Written exercise: Give an exact transcription of every line, dropping the images.

Entries:
[BEGIN]

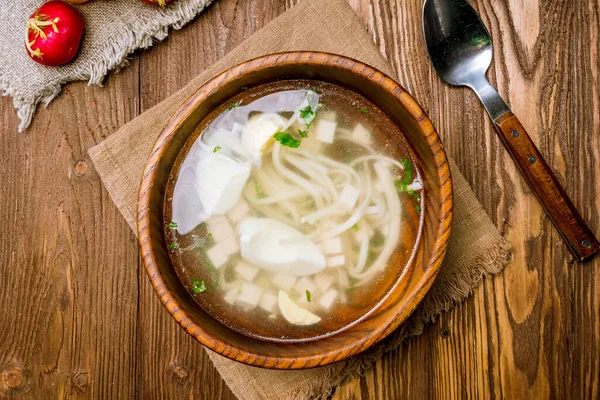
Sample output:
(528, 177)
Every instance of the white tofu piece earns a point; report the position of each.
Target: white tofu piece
(343, 278)
(217, 256)
(361, 134)
(326, 131)
(220, 228)
(332, 246)
(246, 270)
(231, 295)
(229, 245)
(249, 295)
(284, 281)
(305, 283)
(329, 115)
(385, 230)
(348, 197)
(328, 298)
(323, 282)
(239, 211)
(336, 261)
(268, 302)
(373, 210)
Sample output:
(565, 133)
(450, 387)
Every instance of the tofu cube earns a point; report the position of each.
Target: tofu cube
(231, 295)
(328, 298)
(217, 256)
(373, 210)
(229, 245)
(332, 246)
(249, 295)
(328, 116)
(284, 281)
(343, 278)
(268, 302)
(336, 261)
(246, 270)
(326, 131)
(304, 284)
(348, 197)
(361, 134)
(220, 228)
(239, 211)
(323, 282)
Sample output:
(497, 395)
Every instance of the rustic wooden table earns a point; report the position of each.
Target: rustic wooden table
(78, 316)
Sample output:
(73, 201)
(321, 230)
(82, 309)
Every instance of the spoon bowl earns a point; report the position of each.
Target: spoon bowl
(460, 48)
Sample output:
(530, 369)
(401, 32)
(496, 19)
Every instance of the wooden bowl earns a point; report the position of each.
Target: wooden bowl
(416, 278)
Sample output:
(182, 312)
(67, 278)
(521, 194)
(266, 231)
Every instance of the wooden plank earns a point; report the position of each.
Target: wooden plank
(72, 323)
(68, 276)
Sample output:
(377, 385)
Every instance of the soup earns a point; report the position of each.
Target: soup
(293, 210)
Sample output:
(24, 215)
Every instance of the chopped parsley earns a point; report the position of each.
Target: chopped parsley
(287, 140)
(303, 133)
(198, 286)
(402, 184)
(308, 114)
(234, 105)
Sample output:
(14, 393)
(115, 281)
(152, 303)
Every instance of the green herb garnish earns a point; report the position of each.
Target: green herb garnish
(234, 105)
(303, 133)
(198, 286)
(307, 112)
(414, 194)
(287, 140)
(402, 184)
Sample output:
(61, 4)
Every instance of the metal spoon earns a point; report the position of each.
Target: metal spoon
(460, 48)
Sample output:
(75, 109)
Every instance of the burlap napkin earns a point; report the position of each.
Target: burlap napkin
(476, 248)
(113, 29)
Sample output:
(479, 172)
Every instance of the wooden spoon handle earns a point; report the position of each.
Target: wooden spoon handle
(548, 190)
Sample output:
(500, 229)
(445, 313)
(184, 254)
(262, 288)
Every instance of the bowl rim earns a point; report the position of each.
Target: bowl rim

[END]

Task answer:
Sample output:
(528, 177)
Every instance of the white tofu piece earns a point; report the position of each.
Target: white tofu piece
(343, 278)
(217, 256)
(361, 134)
(326, 131)
(220, 228)
(332, 246)
(246, 270)
(231, 295)
(229, 245)
(249, 295)
(284, 281)
(305, 283)
(329, 115)
(385, 230)
(348, 197)
(328, 298)
(323, 282)
(239, 211)
(336, 261)
(268, 302)
(373, 210)
Sample output:
(565, 133)
(450, 387)
Every instance of the tofu cube earns a point; report the position of each.
Target: tofu cube
(231, 295)
(328, 298)
(217, 256)
(373, 210)
(229, 245)
(332, 246)
(249, 295)
(328, 116)
(284, 281)
(343, 278)
(268, 302)
(336, 261)
(246, 270)
(326, 131)
(304, 284)
(348, 197)
(361, 134)
(220, 228)
(239, 211)
(323, 282)
Sample output:
(497, 395)
Every instance of the rustic wooden table earns a point; report the position of each.
Target: rustic wooden table
(78, 316)
Sample output:
(73, 201)
(321, 230)
(82, 309)
Every instance of the spoon bowl earns a point; report the position of each.
Target: spoon bowl
(460, 48)
Sample output:
(530, 369)
(401, 32)
(496, 19)
Every instance of the wooden bowl earns a point; report the position of each.
Target: wooden bowl
(416, 278)
Sample output:
(182, 312)
(67, 278)
(521, 194)
(266, 231)
Every instance of the wooden plank earns a point; report the position of each.
Target: wooden plank
(72, 323)
(68, 276)
Sample output:
(377, 385)
Every instance of the soup earns a point; report the position of each.
Target: soup
(293, 210)
Sample output:
(24, 215)
Every instance of the chopped parsley earns a point; report the position of each.
Target: chopped parsley
(287, 140)
(303, 133)
(198, 286)
(402, 184)
(308, 114)
(234, 105)
Sample output:
(14, 393)
(115, 281)
(152, 303)
Every instance of the green herb garnish earns a point; report the position of each.
Target: green herb garnish
(234, 105)
(303, 133)
(198, 286)
(307, 112)
(414, 194)
(287, 140)
(402, 184)
Sample output:
(61, 4)
Every instance of the metal spoon earns a point; report the position of each.
Target: metal spoon
(460, 48)
Sample output:
(75, 109)
Every instance of the burlap napkin earns a point; report the position of each.
Target: burlap napkin
(476, 248)
(113, 29)
Sample output:
(479, 172)
Every instance of the wooden spoon handle earns a point; report the position of each.
Target: wooden spoon handle
(548, 190)
Sample output:
(500, 229)
(445, 313)
(184, 254)
(262, 288)
Every instance of the bowl rim earns a point; report the position of each.
Target: bowl rim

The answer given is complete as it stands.